# [EXCERPT]
11/8/2017 Morning Comments

Good Morning,

 

Last night saw the release of October import/export data from the General Administration of Customs in China.  Mostly solid import data once again this month with crude oil imports at 31.03MMT, which was up 7.8% y/y, but was the smallest total in 12-months.  Jan-Oct crude oil imports totaled 349.09MMT, up 12% on the year.  Coal imports measured 21.28MMT, down 1.4% y/y while Jan-Oct coal imports of 226.12MMT are still up 12% on the year.  Soybean imports totaled 5.86MMT, up 12% on the year with Jan-Oct imports at 77.31MM%, up 15% on the year.  Iron Ore imports totaled 79.49MMT, down 1.60% on the year, but Jan-Oct imports of 896.23MMT are up 6.3% on the year.

Rain in the southern plains, but otherwise a wide open Midwest radar.  Things should remain mostly dry the next several days until rains move into the corn belt Saturday/Sunday which looks to bring 0.10-0.30” of rain to every state from South Dakota to Ohio.  Temperatures remain well below normal until the weekend at which time the Midwest finally warms up.  Above normal temps are seen in the 6-10 and 8-14 day with below normal precip as well.  Harvest forecast looks about as good as one can hope for, if the grain is dry or if farmers are willing to pay drying costs.  Once into November, grain is not drying in the field any longer, so what you have is what you have.  Nothing to report in South America as benign conditions roll forward.

# [TASK DIRECTIONS]
Write out, word for word, the portion of the morning market commentary starting with "Rain in the" and going on through "conditions roll forward.".

# [RECORD EXTRACTS]
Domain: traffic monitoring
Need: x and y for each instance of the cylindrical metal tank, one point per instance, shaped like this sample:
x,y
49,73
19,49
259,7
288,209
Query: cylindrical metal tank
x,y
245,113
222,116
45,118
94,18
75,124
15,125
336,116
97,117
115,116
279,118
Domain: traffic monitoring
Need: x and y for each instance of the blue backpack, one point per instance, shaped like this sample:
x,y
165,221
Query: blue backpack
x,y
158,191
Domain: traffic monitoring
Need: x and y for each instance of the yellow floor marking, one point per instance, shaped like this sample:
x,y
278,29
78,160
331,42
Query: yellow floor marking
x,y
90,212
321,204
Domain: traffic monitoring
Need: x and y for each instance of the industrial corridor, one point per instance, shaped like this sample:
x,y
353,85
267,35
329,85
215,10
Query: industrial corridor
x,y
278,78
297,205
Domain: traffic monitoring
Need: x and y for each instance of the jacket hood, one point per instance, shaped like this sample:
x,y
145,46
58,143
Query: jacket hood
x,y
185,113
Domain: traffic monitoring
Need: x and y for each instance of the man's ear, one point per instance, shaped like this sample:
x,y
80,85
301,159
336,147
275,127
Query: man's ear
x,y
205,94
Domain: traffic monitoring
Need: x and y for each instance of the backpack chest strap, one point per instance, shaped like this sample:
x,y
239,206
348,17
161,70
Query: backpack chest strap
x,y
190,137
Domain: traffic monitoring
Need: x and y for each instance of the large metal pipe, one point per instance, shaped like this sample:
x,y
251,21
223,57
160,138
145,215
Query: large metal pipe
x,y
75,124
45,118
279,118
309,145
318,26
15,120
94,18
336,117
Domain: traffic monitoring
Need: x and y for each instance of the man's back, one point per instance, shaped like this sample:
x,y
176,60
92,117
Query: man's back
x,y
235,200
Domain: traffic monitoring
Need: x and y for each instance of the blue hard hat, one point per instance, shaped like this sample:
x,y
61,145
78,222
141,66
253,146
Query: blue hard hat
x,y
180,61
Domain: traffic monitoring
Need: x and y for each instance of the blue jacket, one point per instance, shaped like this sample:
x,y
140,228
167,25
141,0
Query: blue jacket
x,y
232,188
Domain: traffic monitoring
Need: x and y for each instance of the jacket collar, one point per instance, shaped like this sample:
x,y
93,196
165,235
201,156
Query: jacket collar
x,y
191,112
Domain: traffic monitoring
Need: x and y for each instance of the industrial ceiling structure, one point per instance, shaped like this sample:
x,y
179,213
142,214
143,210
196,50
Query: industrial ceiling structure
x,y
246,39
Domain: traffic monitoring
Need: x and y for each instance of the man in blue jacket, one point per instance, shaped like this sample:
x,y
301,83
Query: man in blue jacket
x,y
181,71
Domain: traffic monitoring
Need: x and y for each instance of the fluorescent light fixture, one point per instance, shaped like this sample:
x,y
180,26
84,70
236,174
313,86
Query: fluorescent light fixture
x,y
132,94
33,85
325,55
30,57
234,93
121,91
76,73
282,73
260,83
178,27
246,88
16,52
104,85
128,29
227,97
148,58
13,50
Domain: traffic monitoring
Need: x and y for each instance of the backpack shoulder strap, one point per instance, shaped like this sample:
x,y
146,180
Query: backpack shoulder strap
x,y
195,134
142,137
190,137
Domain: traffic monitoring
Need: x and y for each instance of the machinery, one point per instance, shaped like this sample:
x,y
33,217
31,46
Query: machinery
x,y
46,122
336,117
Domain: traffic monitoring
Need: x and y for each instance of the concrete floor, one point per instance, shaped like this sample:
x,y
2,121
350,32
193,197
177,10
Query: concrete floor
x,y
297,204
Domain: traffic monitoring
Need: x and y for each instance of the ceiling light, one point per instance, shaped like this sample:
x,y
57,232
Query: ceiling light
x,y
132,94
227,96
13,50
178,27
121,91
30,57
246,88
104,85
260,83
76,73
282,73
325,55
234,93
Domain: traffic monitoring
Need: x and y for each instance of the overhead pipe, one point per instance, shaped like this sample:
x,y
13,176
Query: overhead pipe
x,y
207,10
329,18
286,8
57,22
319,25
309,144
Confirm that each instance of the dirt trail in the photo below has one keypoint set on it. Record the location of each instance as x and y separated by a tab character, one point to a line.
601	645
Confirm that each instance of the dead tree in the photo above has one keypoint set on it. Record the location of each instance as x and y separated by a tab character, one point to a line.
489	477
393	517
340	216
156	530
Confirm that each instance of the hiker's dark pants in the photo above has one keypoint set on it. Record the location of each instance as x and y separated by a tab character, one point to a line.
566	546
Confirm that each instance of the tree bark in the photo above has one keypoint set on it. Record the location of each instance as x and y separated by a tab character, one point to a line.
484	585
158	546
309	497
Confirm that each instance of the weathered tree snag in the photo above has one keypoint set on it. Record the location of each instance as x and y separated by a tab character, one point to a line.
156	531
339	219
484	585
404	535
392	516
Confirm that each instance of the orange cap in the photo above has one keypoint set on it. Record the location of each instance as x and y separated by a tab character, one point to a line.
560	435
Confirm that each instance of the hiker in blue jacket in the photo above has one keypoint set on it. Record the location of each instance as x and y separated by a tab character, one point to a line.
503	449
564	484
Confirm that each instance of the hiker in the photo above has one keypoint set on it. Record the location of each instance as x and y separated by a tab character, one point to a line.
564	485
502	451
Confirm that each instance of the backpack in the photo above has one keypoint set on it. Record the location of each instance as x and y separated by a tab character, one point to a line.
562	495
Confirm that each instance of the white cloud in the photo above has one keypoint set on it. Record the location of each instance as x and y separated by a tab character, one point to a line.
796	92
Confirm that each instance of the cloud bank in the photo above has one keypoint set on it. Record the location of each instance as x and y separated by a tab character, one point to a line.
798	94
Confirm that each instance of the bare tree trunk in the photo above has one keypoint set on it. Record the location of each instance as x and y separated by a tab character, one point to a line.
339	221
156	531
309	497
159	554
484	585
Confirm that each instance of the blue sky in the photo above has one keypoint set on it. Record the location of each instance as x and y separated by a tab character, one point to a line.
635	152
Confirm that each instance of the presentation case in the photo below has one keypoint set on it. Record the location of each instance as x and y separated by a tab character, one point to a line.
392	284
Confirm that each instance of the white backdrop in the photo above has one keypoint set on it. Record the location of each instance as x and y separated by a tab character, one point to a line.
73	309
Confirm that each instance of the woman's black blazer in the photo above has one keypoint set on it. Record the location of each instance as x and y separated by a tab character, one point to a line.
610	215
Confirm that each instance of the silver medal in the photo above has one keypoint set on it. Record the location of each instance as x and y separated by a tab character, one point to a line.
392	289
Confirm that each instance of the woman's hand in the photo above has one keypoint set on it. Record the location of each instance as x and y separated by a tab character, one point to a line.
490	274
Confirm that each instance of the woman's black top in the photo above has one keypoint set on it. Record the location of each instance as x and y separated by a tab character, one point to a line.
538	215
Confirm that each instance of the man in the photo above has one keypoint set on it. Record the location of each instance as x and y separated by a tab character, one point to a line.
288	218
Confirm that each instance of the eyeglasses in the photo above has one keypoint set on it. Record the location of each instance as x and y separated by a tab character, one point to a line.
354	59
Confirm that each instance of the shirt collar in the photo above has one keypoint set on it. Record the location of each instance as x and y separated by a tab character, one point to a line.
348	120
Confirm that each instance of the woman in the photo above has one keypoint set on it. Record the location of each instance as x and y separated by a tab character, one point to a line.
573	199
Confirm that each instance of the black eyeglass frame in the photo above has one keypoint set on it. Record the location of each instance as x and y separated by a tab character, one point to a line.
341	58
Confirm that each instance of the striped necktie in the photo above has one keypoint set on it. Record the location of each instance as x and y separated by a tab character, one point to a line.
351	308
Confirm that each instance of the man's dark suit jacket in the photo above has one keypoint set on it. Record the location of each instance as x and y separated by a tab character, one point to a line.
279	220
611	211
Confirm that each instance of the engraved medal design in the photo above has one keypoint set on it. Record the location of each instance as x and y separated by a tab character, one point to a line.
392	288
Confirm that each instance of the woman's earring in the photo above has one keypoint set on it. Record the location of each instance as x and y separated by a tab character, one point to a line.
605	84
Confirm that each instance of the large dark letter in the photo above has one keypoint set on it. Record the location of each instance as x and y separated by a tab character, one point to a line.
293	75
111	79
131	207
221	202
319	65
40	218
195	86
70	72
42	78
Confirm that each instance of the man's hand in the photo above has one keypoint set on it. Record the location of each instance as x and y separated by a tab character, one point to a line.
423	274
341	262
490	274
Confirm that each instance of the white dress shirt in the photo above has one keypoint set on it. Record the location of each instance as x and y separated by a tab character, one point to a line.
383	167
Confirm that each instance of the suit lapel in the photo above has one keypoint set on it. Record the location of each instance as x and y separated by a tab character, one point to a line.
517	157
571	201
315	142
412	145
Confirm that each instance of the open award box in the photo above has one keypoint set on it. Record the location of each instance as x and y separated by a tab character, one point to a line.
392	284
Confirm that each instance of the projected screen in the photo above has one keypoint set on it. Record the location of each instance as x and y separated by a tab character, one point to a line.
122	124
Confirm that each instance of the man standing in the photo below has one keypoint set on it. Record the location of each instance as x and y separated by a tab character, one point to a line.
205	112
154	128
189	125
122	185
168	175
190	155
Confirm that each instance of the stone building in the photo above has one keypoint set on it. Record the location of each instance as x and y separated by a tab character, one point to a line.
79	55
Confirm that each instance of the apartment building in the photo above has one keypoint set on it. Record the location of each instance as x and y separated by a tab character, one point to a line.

# [TASK OUTPUT]
Rain in the southern plains, but otherwise a wide open Midwest radar.  Things should remain mostly dry the next several days until rains move into the corn belt Saturday/Sunday which looks to bring 0.10-0.30” of rain to every state from South Dakota to Ohio.  Temperatures remain well below normal until the weekend at which time the Midwest finally warms up.  Above normal temps are seen in the 6-10 and 8-14 day with below normal precip as well.  Harvest forecast looks about as good as one can hope for, if the grain is dry or if farmers are willing to pay drying costs.  Once into November, grain is not drying in the field any longer, so what you have is what you have.  Nothing to report in South America as benign conditions roll forward.